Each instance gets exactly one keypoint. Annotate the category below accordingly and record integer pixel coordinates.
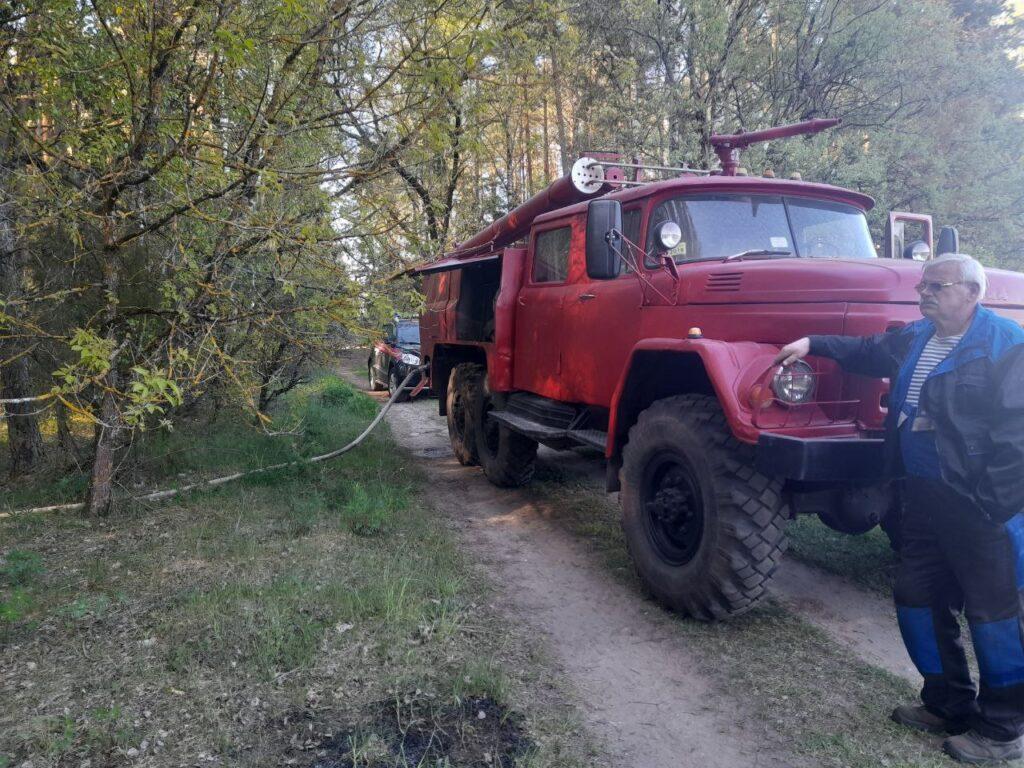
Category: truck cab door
(538, 366)
(600, 326)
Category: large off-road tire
(705, 528)
(507, 457)
(465, 388)
(393, 382)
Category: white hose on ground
(170, 493)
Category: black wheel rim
(673, 508)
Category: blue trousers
(954, 560)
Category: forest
(201, 201)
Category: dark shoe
(921, 719)
(976, 749)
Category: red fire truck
(642, 317)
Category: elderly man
(955, 435)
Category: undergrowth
(253, 624)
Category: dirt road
(633, 677)
(636, 680)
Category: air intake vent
(724, 282)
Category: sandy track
(636, 682)
(634, 678)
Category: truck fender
(727, 371)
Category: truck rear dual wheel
(508, 458)
(706, 530)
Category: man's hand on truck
(794, 351)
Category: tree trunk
(109, 431)
(24, 439)
(111, 427)
(66, 439)
(564, 147)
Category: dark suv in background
(393, 355)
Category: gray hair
(971, 269)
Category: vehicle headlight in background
(795, 383)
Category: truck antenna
(728, 146)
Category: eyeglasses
(934, 287)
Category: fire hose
(214, 482)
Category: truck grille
(724, 282)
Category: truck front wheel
(704, 527)
(465, 385)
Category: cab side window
(551, 255)
(631, 230)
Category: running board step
(545, 433)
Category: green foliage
(20, 568)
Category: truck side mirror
(948, 241)
(919, 251)
(604, 233)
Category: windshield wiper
(759, 252)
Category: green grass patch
(866, 559)
(290, 603)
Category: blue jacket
(975, 397)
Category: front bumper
(820, 459)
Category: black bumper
(820, 460)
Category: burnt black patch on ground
(474, 733)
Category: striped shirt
(936, 350)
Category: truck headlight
(794, 384)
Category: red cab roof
(747, 184)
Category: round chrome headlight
(669, 235)
(794, 384)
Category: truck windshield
(716, 226)
(409, 333)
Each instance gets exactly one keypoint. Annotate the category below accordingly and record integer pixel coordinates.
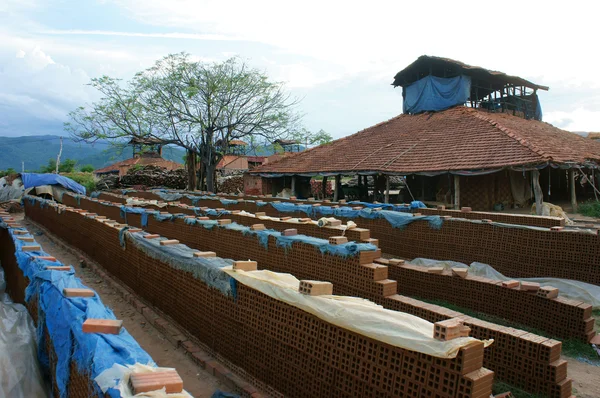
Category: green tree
(88, 168)
(65, 166)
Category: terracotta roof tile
(460, 138)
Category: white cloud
(576, 120)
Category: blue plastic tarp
(31, 180)
(433, 93)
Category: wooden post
(387, 189)
(537, 192)
(456, 192)
(572, 189)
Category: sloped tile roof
(459, 138)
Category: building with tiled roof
(468, 136)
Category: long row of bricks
(484, 328)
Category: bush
(87, 168)
(86, 179)
(590, 209)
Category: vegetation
(7, 172)
(88, 168)
(198, 106)
(590, 208)
(86, 179)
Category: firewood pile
(231, 184)
(153, 176)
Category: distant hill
(35, 151)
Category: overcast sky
(338, 56)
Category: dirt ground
(196, 380)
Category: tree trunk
(537, 192)
(191, 169)
(572, 190)
(210, 178)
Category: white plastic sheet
(358, 315)
(575, 290)
(20, 375)
(117, 377)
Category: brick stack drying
(293, 351)
(355, 276)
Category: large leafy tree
(205, 106)
(198, 106)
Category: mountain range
(36, 150)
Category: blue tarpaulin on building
(436, 93)
(31, 180)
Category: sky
(338, 57)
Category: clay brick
(290, 232)
(530, 286)
(190, 347)
(462, 272)
(76, 292)
(47, 258)
(512, 284)
(152, 381)
(372, 241)
(245, 265)
(396, 261)
(548, 292)
(26, 239)
(105, 326)
(435, 270)
(205, 254)
(315, 288)
(58, 268)
(338, 240)
(169, 242)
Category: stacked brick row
(517, 219)
(357, 276)
(80, 383)
(559, 317)
(293, 351)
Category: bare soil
(196, 380)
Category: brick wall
(350, 277)
(295, 352)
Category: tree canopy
(196, 105)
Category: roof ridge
(511, 133)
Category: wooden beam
(572, 190)
(456, 192)
(537, 191)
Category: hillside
(35, 151)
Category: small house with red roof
(468, 136)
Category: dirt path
(196, 380)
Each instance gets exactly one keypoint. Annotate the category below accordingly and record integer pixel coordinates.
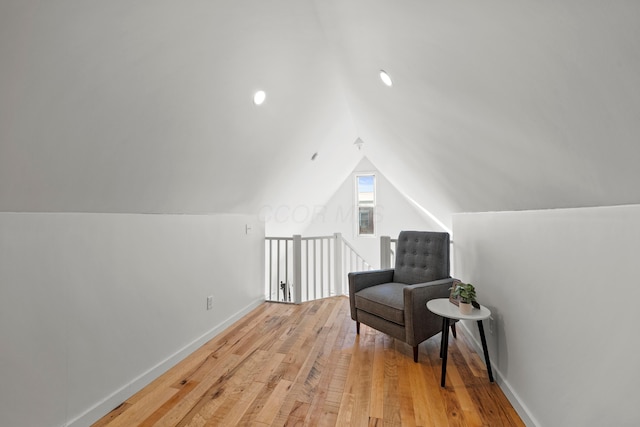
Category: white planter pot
(465, 308)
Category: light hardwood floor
(304, 365)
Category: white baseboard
(504, 385)
(116, 398)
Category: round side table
(444, 308)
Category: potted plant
(467, 294)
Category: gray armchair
(394, 301)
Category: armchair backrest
(421, 256)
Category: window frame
(358, 204)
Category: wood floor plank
(304, 365)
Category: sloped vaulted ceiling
(146, 106)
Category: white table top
(443, 307)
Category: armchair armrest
(365, 279)
(420, 323)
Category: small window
(366, 204)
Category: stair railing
(306, 268)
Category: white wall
(562, 286)
(94, 306)
(394, 213)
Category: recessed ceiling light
(259, 97)
(385, 78)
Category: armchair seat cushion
(385, 301)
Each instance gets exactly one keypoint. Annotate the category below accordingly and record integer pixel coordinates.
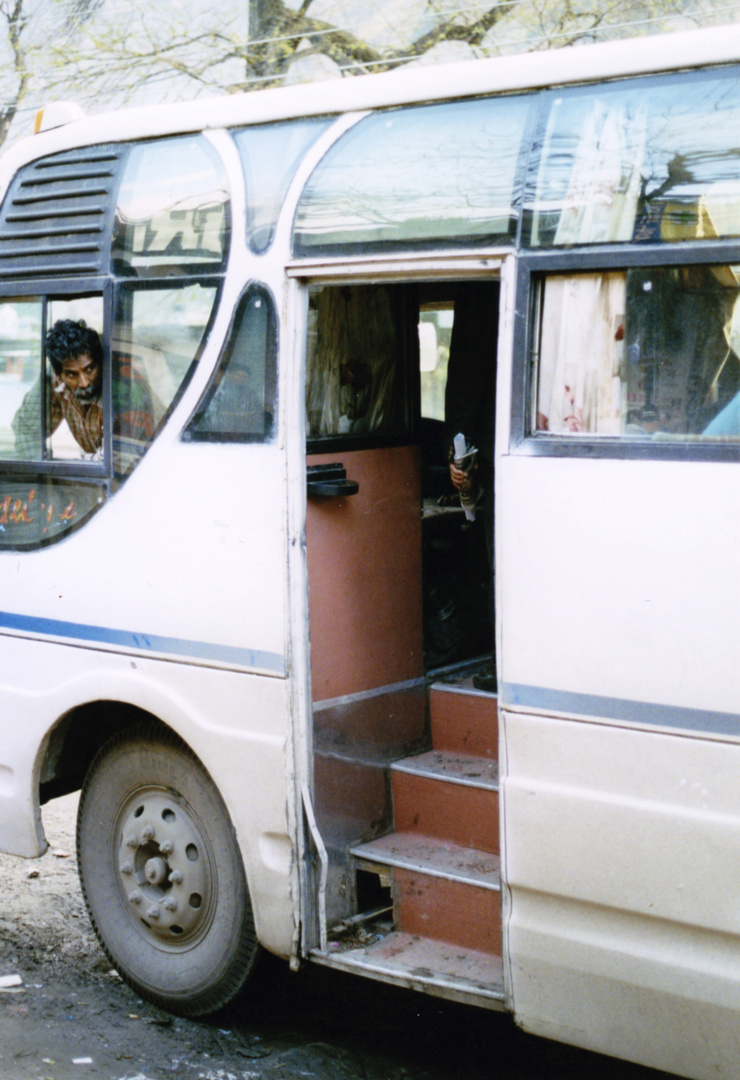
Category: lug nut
(156, 871)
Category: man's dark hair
(69, 339)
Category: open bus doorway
(458, 332)
(400, 580)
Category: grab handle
(330, 481)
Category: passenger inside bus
(74, 392)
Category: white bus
(241, 609)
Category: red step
(448, 796)
(465, 720)
(440, 890)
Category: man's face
(82, 376)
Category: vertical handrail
(323, 861)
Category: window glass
(36, 511)
(270, 156)
(643, 354)
(157, 337)
(424, 175)
(646, 160)
(359, 353)
(435, 329)
(172, 212)
(21, 352)
(239, 404)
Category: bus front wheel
(162, 876)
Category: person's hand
(458, 476)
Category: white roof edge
(403, 85)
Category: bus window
(449, 175)
(636, 161)
(21, 351)
(172, 211)
(358, 350)
(240, 402)
(160, 331)
(65, 421)
(649, 353)
(435, 327)
(270, 154)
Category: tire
(162, 876)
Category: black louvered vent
(55, 217)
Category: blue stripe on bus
(619, 709)
(203, 651)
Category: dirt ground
(71, 1016)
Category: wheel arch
(71, 744)
(244, 773)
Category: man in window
(75, 394)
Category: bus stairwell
(431, 886)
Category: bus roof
(401, 86)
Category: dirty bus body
(244, 623)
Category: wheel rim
(165, 868)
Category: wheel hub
(164, 872)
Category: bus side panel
(621, 723)
(623, 932)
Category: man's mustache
(88, 394)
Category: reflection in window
(240, 402)
(172, 210)
(158, 334)
(360, 338)
(270, 154)
(651, 353)
(422, 175)
(649, 160)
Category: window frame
(534, 266)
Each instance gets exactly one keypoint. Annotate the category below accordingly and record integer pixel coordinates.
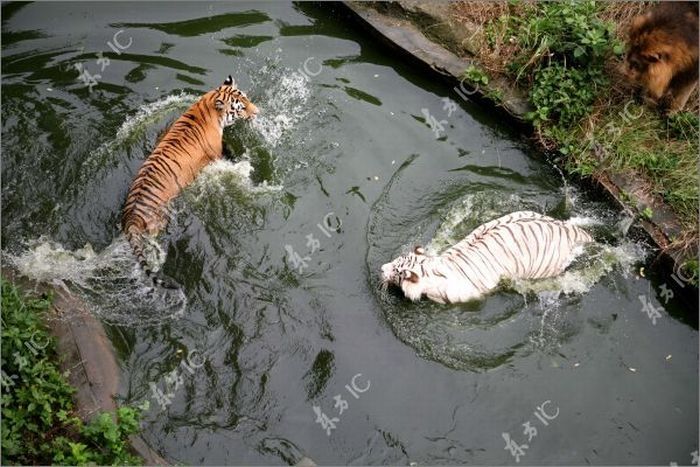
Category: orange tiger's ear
(409, 276)
(229, 81)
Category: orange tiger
(192, 141)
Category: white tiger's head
(232, 103)
(405, 272)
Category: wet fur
(520, 245)
(662, 56)
(186, 147)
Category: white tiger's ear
(229, 81)
(410, 276)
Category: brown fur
(189, 144)
(662, 55)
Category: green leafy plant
(39, 423)
(476, 75)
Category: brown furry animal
(662, 55)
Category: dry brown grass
(492, 57)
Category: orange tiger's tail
(135, 237)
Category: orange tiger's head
(232, 103)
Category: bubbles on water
(111, 282)
(132, 128)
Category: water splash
(111, 282)
(219, 177)
(284, 103)
(130, 130)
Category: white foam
(111, 282)
(148, 111)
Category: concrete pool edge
(408, 39)
(86, 354)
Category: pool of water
(355, 158)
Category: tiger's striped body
(520, 245)
(193, 141)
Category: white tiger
(520, 245)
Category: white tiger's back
(520, 245)
(523, 244)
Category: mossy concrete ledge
(85, 354)
(405, 26)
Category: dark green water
(445, 383)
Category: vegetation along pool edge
(397, 31)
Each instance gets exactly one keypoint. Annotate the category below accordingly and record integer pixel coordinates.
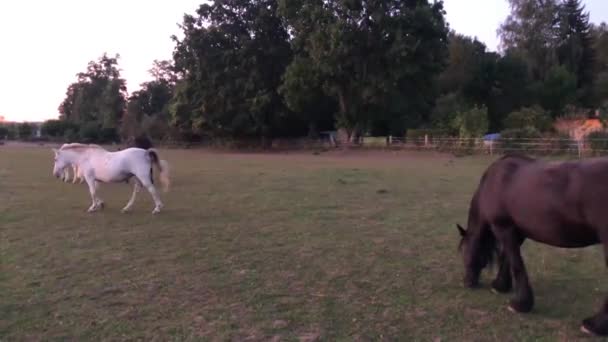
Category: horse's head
(61, 162)
(477, 248)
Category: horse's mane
(77, 146)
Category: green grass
(360, 246)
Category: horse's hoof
(595, 326)
(517, 307)
(585, 330)
(499, 288)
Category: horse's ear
(461, 230)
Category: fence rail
(538, 146)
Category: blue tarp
(493, 136)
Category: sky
(44, 44)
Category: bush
(529, 117)
(598, 142)
(25, 131)
(89, 132)
(472, 123)
(57, 128)
(519, 139)
(417, 135)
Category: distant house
(578, 129)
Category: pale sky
(44, 44)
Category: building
(578, 129)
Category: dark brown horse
(559, 204)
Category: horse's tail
(163, 167)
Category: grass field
(334, 247)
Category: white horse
(99, 165)
(78, 176)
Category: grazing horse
(561, 204)
(98, 165)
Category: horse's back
(555, 203)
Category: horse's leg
(136, 188)
(503, 282)
(75, 172)
(100, 203)
(146, 183)
(92, 191)
(524, 297)
(598, 324)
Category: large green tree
(232, 58)
(532, 31)
(97, 98)
(600, 44)
(575, 50)
(148, 108)
(371, 56)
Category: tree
(302, 89)
(372, 56)
(148, 108)
(575, 50)
(472, 123)
(25, 130)
(232, 56)
(57, 128)
(531, 31)
(600, 46)
(510, 90)
(97, 98)
(530, 117)
(4, 132)
(557, 91)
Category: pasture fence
(457, 145)
(550, 145)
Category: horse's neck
(77, 156)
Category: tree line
(267, 69)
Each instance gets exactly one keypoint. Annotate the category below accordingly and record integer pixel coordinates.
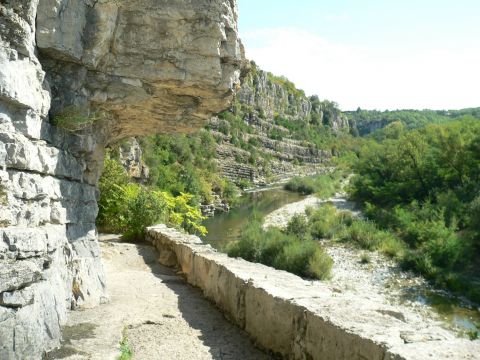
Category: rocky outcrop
(134, 66)
(154, 68)
(300, 319)
(130, 156)
(264, 148)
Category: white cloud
(337, 17)
(360, 76)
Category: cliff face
(274, 114)
(145, 67)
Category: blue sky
(374, 54)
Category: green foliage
(365, 258)
(186, 164)
(323, 186)
(380, 122)
(3, 195)
(114, 178)
(129, 208)
(297, 226)
(73, 118)
(282, 250)
(143, 208)
(125, 352)
(423, 186)
(244, 184)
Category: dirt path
(164, 317)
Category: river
(380, 276)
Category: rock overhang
(152, 66)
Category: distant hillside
(274, 130)
(368, 121)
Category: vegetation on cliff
(423, 186)
(129, 208)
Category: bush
(129, 208)
(364, 234)
(297, 226)
(111, 203)
(72, 118)
(326, 222)
(281, 250)
(323, 186)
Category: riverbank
(162, 315)
(370, 275)
(299, 319)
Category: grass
(324, 186)
(72, 118)
(3, 195)
(365, 258)
(283, 250)
(327, 222)
(125, 352)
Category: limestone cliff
(270, 144)
(146, 66)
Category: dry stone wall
(300, 319)
(148, 66)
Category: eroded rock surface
(137, 66)
(301, 319)
(156, 66)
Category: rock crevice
(135, 66)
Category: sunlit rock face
(157, 66)
(145, 66)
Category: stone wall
(300, 319)
(146, 68)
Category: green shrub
(143, 208)
(273, 247)
(72, 118)
(244, 184)
(365, 258)
(111, 203)
(129, 208)
(320, 265)
(323, 186)
(364, 234)
(325, 223)
(3, 195)
(298, 226)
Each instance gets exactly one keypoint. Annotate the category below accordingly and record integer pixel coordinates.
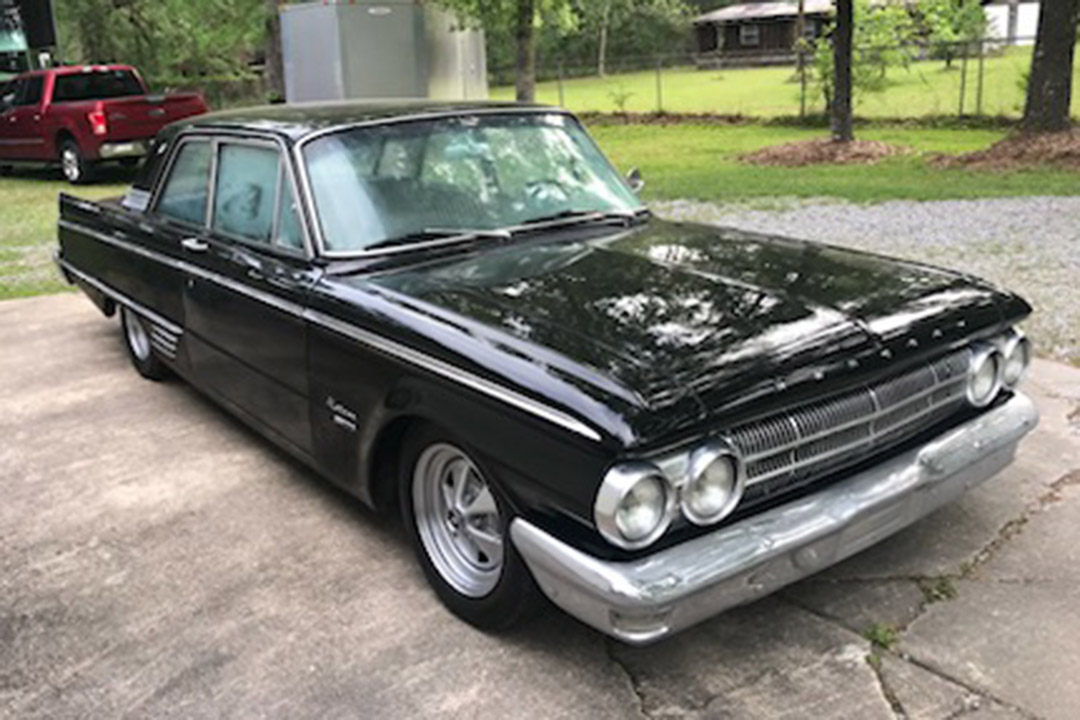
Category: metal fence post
(982, 70)
(660, 90)
(802, 84)
(963, 79)
(558, 83)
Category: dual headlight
(998, 364)
(637, 501)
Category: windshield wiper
(436, 238)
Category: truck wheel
(458, 525)
(76, 168)
(137, 339)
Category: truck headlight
(715, 483)
(634, 505)
(984, 375)
(1016, 355)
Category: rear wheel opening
(139, 349)
(459, 526)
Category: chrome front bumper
(647, 599)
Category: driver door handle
(194, 245)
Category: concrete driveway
(160, 560)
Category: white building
(1014, 22)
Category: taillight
(98, 125)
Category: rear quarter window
(186, 189)
(95, 85)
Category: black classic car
(462, 311)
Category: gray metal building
(395, 49)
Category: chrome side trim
(121, 298)
(382, 344)
(643, 600)
(455, 374)
(268, 298)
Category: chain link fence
(977, 78)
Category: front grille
(800, 445)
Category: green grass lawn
(28, 208)
(923, 89)
(700, 162)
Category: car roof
(299, 120)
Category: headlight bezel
(618, 481)
(981, 354)
(701, 458)
(1013, 342)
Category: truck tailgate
(139, 117)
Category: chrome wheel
(69, 163)
(137, 338)
(458, 519)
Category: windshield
(376, 184)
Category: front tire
(77, 170)
(458, 524)
(139, 349)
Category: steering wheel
(547, 191)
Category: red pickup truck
(81, 116)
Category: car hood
(675, 324)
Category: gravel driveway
(1030, 245)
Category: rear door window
(245, 194)
(95, 85)
(186, 189)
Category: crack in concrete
(907, 657)
(632, 681)
(980, 692)
(887, 692)
(1015, 526)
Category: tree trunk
(1012, 22)
(526, 82)
(274, 68)
(1050, 84)
(602, 54)
(842, 131)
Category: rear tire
(77, 170)
(139, 349)
(458, 522)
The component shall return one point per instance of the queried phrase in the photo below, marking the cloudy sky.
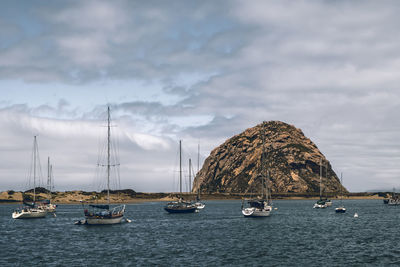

#####

> **Work required**
Inclusive range, exact copy: the line containing "Category: red pickup truck" through the last line of the listing. Print nothing else, and no pictures.

> **Solution below**
Category: red pickup truck
(81, 116)
Category: car hood
(675, 324)
Category: gravel driveway
(1030, 245)
Category: rear door window
(245, 194)
(95, 85)
(186, 189)
Category: crack in concrete
(907, 657)
(632, 681)
(980, 692)
(887, 692)
(1015, 526)
Category: tree trunk
(1012, 22)
(526, 82)
(274, 68)
(1050, 84)
(602, 54)
(842, 131)
Category: rear tire
(77, 170)
(139, 349)
(458, 522)
The component shall return one point per instance of the queried phrase in the photo below, marking the cloudy sky.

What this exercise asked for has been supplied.